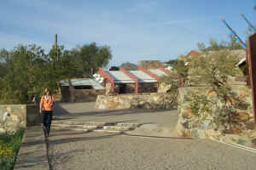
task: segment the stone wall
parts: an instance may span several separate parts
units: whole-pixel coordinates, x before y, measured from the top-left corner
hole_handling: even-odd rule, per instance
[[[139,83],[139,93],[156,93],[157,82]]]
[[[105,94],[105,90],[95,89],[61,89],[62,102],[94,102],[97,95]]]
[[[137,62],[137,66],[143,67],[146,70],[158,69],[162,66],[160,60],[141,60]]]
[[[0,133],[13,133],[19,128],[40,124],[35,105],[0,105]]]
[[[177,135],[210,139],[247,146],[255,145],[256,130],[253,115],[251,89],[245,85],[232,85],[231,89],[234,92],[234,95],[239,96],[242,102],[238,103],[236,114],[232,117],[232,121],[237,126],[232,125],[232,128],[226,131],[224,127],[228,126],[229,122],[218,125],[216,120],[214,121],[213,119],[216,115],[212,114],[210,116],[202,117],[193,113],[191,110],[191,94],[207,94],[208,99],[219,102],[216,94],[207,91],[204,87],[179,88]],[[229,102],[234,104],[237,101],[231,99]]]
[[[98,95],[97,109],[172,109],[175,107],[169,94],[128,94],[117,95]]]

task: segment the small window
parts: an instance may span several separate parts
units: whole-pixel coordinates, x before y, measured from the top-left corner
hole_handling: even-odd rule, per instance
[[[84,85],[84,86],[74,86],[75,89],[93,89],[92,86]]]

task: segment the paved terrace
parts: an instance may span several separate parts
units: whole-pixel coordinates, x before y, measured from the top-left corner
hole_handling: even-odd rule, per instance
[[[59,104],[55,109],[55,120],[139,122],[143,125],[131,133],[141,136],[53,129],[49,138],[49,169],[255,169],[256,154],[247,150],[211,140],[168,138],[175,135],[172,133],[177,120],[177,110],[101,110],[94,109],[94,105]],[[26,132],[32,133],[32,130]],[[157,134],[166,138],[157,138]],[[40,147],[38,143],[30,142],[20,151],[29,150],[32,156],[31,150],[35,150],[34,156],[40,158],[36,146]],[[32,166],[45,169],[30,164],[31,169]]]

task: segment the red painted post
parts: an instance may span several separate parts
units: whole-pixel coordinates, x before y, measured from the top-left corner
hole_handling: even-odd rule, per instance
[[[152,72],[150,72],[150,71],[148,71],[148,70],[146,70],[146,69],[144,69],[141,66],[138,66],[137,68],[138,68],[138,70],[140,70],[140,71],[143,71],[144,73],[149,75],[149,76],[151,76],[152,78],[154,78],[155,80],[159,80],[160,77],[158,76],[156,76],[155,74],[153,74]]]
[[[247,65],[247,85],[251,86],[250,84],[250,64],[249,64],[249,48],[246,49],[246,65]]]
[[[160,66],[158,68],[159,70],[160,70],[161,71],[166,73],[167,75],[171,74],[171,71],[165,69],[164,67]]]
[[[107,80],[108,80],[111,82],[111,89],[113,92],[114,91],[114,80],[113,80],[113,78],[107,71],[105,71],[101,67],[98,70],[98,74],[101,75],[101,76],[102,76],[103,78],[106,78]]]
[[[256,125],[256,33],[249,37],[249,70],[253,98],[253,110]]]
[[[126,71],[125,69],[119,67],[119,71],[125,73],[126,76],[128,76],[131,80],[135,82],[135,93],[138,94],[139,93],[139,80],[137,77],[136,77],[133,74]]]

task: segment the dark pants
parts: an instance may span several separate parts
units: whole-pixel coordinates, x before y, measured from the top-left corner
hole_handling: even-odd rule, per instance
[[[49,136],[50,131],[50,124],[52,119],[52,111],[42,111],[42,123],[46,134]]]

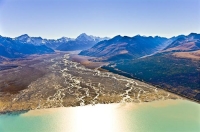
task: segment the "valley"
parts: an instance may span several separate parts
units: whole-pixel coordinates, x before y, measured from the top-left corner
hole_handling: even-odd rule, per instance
▬▬▬▬▬▬▬▬▬▬
Set problem ->
Rewrite all of the rows above with "segment" replaced by "outline" wherever it occurs, keeping everything else the same. Leave the pictures out.

Result for this task ->
task: outline the stone wall
parts: an instance may span several separate parts
units: whole-pixel coordinates, x before y, measured from the top-left corner
hole_handling: even-odd rule, per instance
[[[139,83],[139,93],[156,93],[157,82]]]
[[[105,94],[105,90],[95,89],[61,89],[62,102],[94,102],[97,95]]]
[[[137,62],[137,66],[143,67],[146,70],[158,69],[162,66],[160,60],[141,60]]]
[[[0,133],[13,133],[19,128],[40,124],[35,105],[0,105]]]
[[[177,135],[210,139],[247,146],[255,145],[256,130],[253,115],[251,89],[245,85],[232,85],[231,89],[234,92],[234,95],[239,96],[242,102],[238,103],[236,114],[232,117],[232,121],[237,126],[232,125],[232,128],[226,131],[224,127],[228,126],[229,122],[218,125],[216,120],[214,121],[213,119],[216,115],[212,114],[210,116],[202,117],[193,113],[191,110],[191,94],[207,94],[208,99],[219,102],[216,94],[207,91],[204,87],[179,88]],[[229,102],[234,104],[237,101],[231,99]]]
[[[98,95],[97,109],[172,109],[175,107],[169,94],[128,94],[117,95]]]

task: outline the small window
parts: an instance may span several separate parts
units: whole-pixel coordinates, x before y, measured from the top-left corner
hole_handling: even-odd rule, per instance
[[[84,85],[84,86],[74,86],[75,89],[93,89],[92,86]]]

task: outline the paved terrace
parts: an instance may span several separate parts
units: whole-pixel coordinates, x before y, measured from the top-left corner
hole_handling: even-odd rule, per instance
[[[59,104],[55,109],[55,120],[139,122],[143,125],[131,133],[141,136],[53,129],[49,138],[49,169],[255,169],[256,154],[247,150],[211,140],[168,138],[175,135],[172,133],[177,120],[177,110],[101,110],[94,109],[94,105]],[[26,132],[32,133],[32,130]],[[157,134],[166,138],[157,138]],[[40,147],[38,143],[30,142],[20,151],[29,150],[32,156],[31,150],[35,150],[34,156],[40,158],[36,146]],[[32,166],[45,169],[30,164],[31,169]]]

task: outline the red painted post
parts: an instance may span several separate parts
units: whole-pixel coordinates, x before y, measured from the top-left corner
hole_handling: even-odd rule, per instance
[[[152,72],[150,72],[150,71],[148,71],[148,70],[146,70],[146,69],[144,69],[141,66],[138,66],[137,68],[138,68],[138,70],[140,70],[140,71],[143,71],[144,73],[149,75],[149,76],[151,76],[152,78],[154,78],[155,80],[159,80],[160,77],[158,76],[156,76],[155,74],[153,74]]]
[[[247,65],[247,85],[251,86],[250,84],[250,64],[249,64],[249,48],[246,49],[246,65]]]
[[[160,66],[158,68],[159,70],[160,70],[161,71],[166,73],[167,75],[171,74],[171,71],[165,69],[164,67]]]
[[[107,80],[108,80],[111,82],[111,89],[113,92],[114,91],[114,80],[113,80],[113,78],[107,71],[105,71],[101,67],[98,70],[98,74],[101,75],[101,76],[102,76],[103,78],[106,78]]]
[[[256,125],[256,33],[249,37],[249,70],[253,98],[253,110]]]
[[[126,71],[125,69],[119,67],[119,71],[125,73],[126,76],[128,76],[131,80],[135,82],[135,93],[138,94],[139,93],[139,80],[137,77],[136,77],[133,74]]]

task: outline the dark pants
parts: an instance may span several separate parts
units: whole-pixel coordinates, x before y, measured from the top-left corner
hole_handling: even-odd rule, per instance
[[[49,136],[50,131],[50,124],[52,119],[52,111],[42,111],[42,123],[46,134]]]

task: outline the "valley"
parts: an instance may span several separate parts
units: whole-pixel coordinates, x before y, measured from the top-left corner
hole_handling: even-odd rule, per instance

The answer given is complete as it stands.